Assignment >>
Only the last stretch of the records is wanted: restate word for word the line with "Practice step: label each instance of the blue sky" and every line after it.

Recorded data
»»

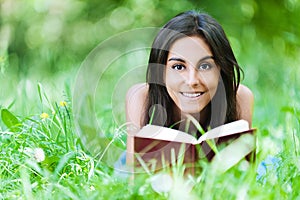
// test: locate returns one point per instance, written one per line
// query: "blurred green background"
(47, 40)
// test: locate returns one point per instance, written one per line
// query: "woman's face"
(191, 74)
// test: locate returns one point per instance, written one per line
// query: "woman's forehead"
(190, 47)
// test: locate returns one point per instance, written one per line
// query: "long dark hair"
(162, 110)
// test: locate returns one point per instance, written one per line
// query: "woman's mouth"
(192, 94)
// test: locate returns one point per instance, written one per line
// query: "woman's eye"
(204, 66)
(178, 67)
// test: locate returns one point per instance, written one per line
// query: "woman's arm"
(135, 100)
(245, 102)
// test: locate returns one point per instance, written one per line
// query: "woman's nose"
(193, 77)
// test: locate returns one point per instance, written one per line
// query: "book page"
(164, 133)
(224, 130)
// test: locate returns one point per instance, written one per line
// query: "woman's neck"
(187, 125)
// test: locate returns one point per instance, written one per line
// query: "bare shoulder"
(135, 103)
(245, 103)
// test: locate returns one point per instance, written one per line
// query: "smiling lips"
(192, 94)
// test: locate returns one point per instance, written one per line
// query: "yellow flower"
(63, 103)
(44, 115)
(39, 154)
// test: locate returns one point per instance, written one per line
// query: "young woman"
(191, 71)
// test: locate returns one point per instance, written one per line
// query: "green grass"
(69, 171)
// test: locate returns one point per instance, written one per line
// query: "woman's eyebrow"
(176, 59)
(181, 60)
(206, 57)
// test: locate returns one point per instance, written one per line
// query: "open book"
(153, 145)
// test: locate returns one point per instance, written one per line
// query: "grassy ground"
(42, 157)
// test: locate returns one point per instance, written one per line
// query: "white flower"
(39, 154)
(161, 182)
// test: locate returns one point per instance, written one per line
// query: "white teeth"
(191, 95)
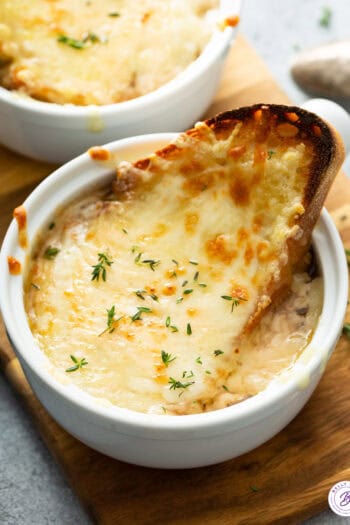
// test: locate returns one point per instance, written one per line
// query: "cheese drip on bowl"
(99, 52)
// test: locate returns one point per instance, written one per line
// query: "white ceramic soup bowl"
(57, 133)
(162, 440)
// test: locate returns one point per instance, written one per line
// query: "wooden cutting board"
(285, 480)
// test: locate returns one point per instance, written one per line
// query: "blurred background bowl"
(57, 133)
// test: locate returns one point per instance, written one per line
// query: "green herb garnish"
(51, 252)
(172, 327)
(326, 16)
(152, 263)
(99, 269)
(72, 42)
(174, 384)
(346, 329)
(78, 363)
(138, 256)
(235, 300)
(167, 358)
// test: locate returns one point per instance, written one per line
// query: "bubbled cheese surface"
(191, 262)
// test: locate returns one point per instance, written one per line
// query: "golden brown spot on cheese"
(257, 114)
(142, 164)
(161, 379)
(316, 130)
(169, 289)
(239, 191)
(293, 117)
(242, 235)
(263, 251)
(194, 166)
(195, 185)
(217, 248)
(259, 155)
(287, 130)
(14, 265)
(98, 153)
(248, 255)
(191, 221)
(223, 128)
(257, 224)
(241, 292)
(20, 215)
(169, 152)
(146, 16)
(237, 151)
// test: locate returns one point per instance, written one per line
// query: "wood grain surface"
(282, 482)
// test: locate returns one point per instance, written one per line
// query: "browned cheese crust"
(255, 131)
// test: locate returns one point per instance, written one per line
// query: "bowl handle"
(335, 114)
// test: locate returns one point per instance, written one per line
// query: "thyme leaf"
(51, 252)
(100, 269)
(140, 311)
(175, 384)
(167, 358)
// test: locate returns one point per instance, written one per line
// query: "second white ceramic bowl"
(156, 440)
(57, 133)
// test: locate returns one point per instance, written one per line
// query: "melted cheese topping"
(98, 52)
(181, 283)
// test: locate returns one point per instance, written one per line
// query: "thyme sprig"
(100, 269)
(175, 384)
(111, 320)
(235, 300)
(167, 358)
(51, 252)
(78, 363)
(168, 324)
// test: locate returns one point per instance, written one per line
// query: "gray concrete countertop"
(32, 487)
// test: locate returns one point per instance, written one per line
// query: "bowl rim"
(329, 249)
(217, 45)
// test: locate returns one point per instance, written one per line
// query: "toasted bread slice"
(247, 188)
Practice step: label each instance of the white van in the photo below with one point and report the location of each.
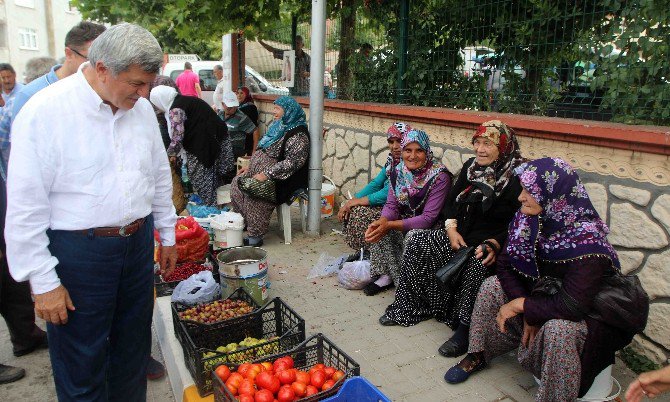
(205, 70)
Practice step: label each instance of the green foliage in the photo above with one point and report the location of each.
(637, 362)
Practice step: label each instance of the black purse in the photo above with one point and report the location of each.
(450, 274)
(621, 302)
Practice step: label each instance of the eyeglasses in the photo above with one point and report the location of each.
(79, 54)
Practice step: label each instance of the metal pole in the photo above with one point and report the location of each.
(318, 45)
(402, 49)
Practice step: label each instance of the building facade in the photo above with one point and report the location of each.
(34, 28)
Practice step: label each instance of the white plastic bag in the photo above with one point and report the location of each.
(355, 275)
(199, 288)
(326, 265)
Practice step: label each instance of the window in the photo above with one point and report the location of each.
(207, 80)
(25, 3)
(27, 38)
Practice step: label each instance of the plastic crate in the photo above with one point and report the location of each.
(358, 389)
(275, 319)
(181, 327)
(316, 349)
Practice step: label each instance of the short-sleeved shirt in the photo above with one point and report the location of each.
(186, 83)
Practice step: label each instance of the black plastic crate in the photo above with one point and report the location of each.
(181, 326)
(316, 349)
(275, 319)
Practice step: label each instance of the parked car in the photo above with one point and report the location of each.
(205, 70)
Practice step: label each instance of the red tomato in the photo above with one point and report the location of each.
(246, 387)
(264, 396)
(299, 389)
(337, 375)
(243, 368)
(318, 378)
(286, 394)
(328, 384)
(286, 376)
(311, 390)
(289, 360)
(280, 365)
(223, 372)
(301, 376)
(329, 372)
(268, 381)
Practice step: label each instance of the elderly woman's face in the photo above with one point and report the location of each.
(278, 111)
(529, 205)
(413, 156)
(394, 148)
(486, 151)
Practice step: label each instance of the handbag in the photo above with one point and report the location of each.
(262, 190)
(621, 302)
(450, 273)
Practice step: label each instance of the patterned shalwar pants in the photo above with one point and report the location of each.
(553, 356)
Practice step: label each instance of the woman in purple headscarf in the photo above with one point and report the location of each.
(366, 205)
(557, 233)
(418, 187)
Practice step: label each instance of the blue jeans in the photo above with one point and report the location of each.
(101, 353)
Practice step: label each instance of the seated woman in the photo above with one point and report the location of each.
(366, 206)
(418, 187)
(194, 127)
(281, 156)
(556, 233)
(479, 208)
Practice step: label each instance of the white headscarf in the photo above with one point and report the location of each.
(162, 97)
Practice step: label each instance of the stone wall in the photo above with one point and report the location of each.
(627, 188)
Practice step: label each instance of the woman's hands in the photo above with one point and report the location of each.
(377, 230)
(529, 332)
(509, 310)
(455, 239)
(345, 209)
(489, 254)
(261, 176)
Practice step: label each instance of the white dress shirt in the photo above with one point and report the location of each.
(217, 97)
(76, 165)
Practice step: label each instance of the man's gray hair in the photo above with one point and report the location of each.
(124, 45)
(38, 66)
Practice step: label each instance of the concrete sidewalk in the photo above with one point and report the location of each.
(402, 362)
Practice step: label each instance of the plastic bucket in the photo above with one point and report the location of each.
(601, 388)
(245, 267)
(223, 194)
(327, 198)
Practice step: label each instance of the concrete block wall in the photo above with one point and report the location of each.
(628, 189)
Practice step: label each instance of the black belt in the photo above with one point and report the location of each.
(116, 231)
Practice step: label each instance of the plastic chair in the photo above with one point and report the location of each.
(284, 214)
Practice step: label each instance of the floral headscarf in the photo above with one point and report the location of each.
(568, 227)
(487, 182)
(396, 131)
(293, 117)
(410, 183)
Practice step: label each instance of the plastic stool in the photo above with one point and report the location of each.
(284, 215)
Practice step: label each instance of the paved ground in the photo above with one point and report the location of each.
(402, 362)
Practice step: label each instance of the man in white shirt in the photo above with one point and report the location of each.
(88, 182)
(217, 98)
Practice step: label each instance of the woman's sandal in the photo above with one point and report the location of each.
(372, 288)
(462, 371)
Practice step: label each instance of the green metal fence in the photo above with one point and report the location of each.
(585, 59)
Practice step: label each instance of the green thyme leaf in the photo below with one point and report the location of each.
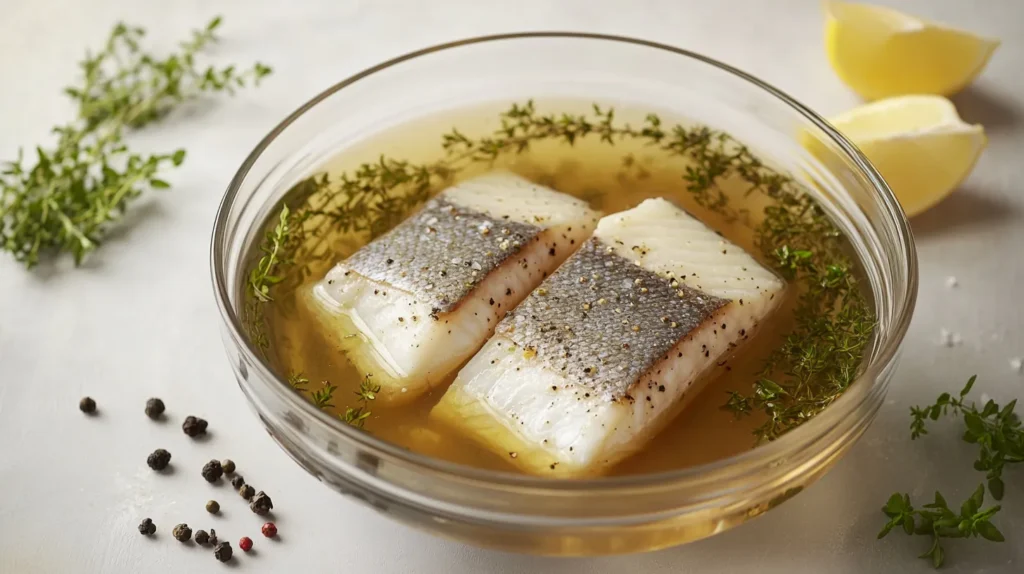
(65, 197)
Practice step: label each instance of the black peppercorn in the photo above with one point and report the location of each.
(181, 533)
(223, 552)
(159, 459)
(146, 527)
(194, 427)
(261, 503)
(154, 408)
(212, 471)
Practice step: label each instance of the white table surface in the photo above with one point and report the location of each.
(139, 319)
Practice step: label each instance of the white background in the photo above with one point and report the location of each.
(139, 319)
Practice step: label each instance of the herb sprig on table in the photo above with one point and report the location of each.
(820, 356)
(64, 197)
(997, 433)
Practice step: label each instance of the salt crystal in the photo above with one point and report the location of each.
(945, 338)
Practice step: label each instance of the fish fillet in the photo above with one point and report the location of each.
(599, 357)
(413, 305)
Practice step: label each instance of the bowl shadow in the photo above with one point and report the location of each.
(963, 209)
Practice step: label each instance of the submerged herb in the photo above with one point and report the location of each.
(820, 357)
(64, 199)
(357, 416)
(938, 521)
(323, 397)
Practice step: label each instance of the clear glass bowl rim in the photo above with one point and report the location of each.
(805, 435)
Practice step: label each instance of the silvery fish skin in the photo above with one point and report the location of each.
(413, 305)
(602, 355)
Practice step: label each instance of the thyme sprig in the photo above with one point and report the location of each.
(324, 397)
(64, 197)
(995, 430)
(834, 321)
(939, 521)
(997, 433)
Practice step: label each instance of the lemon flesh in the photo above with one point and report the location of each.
(919, 144)
(881, 52)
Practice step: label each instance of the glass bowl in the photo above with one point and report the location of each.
(546, 516)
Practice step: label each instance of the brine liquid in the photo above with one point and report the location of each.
(612, 178)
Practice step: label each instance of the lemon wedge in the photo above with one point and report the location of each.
(919, 144)
(881, 52)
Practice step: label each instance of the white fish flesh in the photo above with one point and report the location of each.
(610, 347)
(410, 307)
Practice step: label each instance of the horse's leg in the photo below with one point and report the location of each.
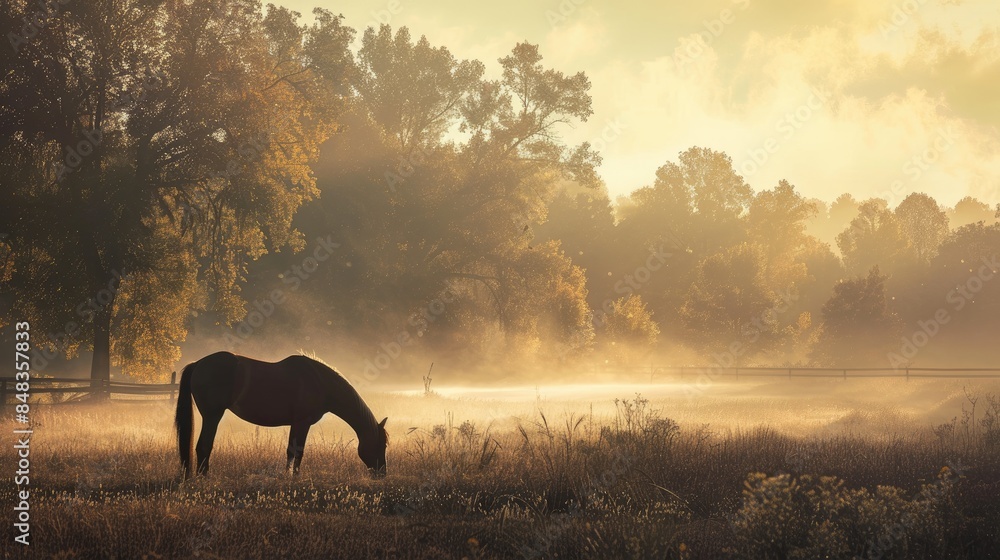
(209, 425)
(296, 445)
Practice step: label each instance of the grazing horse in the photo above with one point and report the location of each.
(296, 392)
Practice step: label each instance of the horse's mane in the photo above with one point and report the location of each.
(312, 356)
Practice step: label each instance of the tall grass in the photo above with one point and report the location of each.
(630, 484)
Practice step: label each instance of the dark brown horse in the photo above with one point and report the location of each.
(296, 392)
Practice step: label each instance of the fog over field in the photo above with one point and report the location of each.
(558, 279)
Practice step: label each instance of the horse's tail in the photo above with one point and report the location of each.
(184, 420)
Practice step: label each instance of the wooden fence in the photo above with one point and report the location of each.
(8, 386)
(663, 374)
(692, 373)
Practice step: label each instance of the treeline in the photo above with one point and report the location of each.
(171, 168)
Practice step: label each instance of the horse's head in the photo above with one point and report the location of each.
(372, 451)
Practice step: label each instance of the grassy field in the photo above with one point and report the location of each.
(743, 472)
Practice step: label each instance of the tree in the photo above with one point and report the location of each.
(923, 224)
(970, 211)
(417, 208)
(776, 222)
(630, 331)
(859, 328)
(153, 148)
(874, 238)
(729, 302)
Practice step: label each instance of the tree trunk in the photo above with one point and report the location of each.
(100, 368)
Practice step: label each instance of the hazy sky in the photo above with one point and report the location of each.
(871, 97)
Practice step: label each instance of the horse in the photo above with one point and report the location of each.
(295, 392)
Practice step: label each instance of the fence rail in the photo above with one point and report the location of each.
(691, 372)
(656, 373)
(8, 387)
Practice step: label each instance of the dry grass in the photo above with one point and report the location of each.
(542, 478)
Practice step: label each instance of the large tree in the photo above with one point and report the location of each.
(873, 238)
(923, 224)
(441, 178)
(730, 303)
(859, 327)
(152, 148)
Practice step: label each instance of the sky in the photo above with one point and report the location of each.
(876, 98)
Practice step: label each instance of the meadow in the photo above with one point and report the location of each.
(767, 470)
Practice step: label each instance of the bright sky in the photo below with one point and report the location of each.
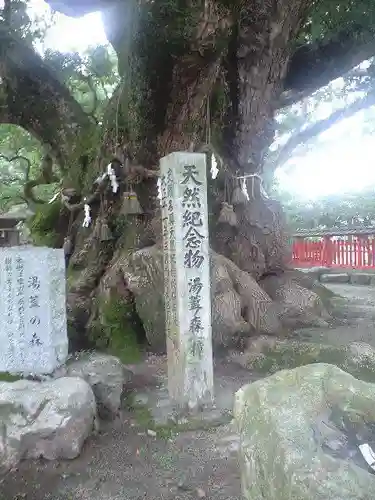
(342, 162)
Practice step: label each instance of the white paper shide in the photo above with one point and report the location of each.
(33, 332)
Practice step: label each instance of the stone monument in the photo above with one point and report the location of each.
(33, 331)
(187, 279)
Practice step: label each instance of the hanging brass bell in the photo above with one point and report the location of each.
(67, 246)
(227, 215)
(104, 232)
(238, 196)
(130, 204)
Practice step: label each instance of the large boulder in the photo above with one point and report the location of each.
(106, 375)
(299, 435)
(239, 306)
(44, 419)
(267, 355)
(298, 306)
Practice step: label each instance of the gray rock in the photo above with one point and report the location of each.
(234, 292)
(106, 376)
(44, 419)
(298, 306)
(335, 278)
(282, 452)
(360, 279)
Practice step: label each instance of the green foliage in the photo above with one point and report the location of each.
(341, 211)
(114, 331)
(43, 224)
(8, 377)
(91, 76)
(20, 156)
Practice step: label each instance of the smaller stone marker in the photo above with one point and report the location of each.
(187, 279)
(33, 331)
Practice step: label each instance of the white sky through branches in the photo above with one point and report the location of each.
(341, 161)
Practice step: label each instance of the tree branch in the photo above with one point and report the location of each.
(315, 65)
(317, 128)
(36, 100)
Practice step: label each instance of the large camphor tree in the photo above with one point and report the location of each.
(205, 75)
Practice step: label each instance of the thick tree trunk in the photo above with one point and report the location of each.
(178, 60)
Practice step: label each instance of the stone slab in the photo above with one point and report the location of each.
(361, 279)
(187, 287)
(33, 330)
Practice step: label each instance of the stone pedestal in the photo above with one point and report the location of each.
(187, 279)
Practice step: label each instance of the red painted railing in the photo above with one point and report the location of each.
(358, 253)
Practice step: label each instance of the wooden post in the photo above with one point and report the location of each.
(327, 252)
(187, 279)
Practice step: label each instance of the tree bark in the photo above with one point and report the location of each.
(167, 111)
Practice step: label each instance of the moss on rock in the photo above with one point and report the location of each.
(44, 223)
(281, 355)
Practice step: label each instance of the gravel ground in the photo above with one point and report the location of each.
(124, 463)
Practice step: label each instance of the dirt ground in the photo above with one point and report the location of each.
(124, 462)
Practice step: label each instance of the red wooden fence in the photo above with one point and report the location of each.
(358, 254)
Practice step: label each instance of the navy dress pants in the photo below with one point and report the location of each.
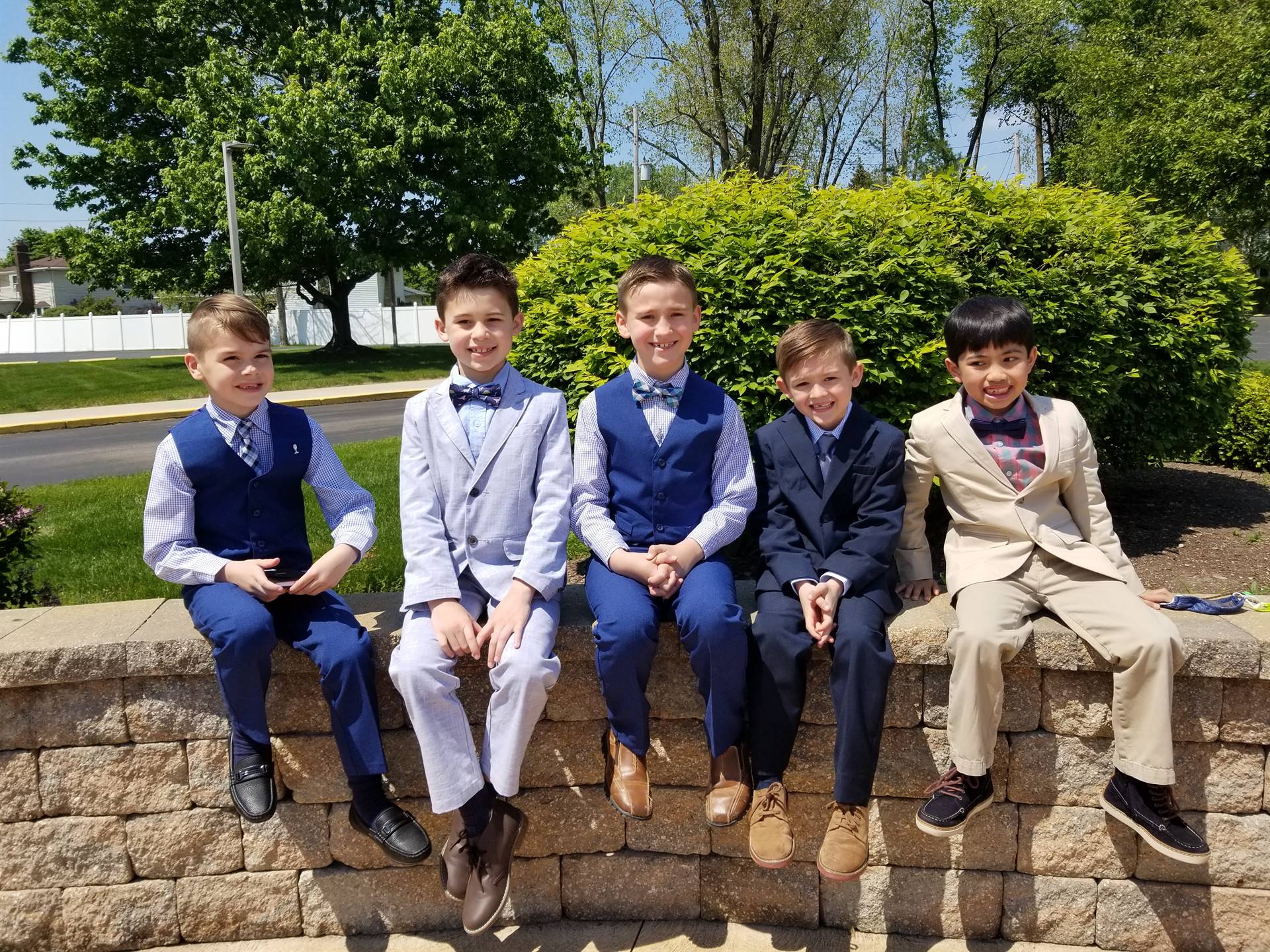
(712, 629)
(244, 631)
(860, 669)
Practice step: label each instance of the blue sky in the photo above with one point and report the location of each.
(23, 206)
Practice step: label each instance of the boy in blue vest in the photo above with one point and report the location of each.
(662, 483)
(225, 518)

««

Exercise answer >>
Practice step: label each instance of the blue sky in the photo above with one point and report the location of each.
(23, 206)
Practice step: label each instance of the boy in blue vest in the photo above with one point and report the location of each.
(662, 483)
(225, 518)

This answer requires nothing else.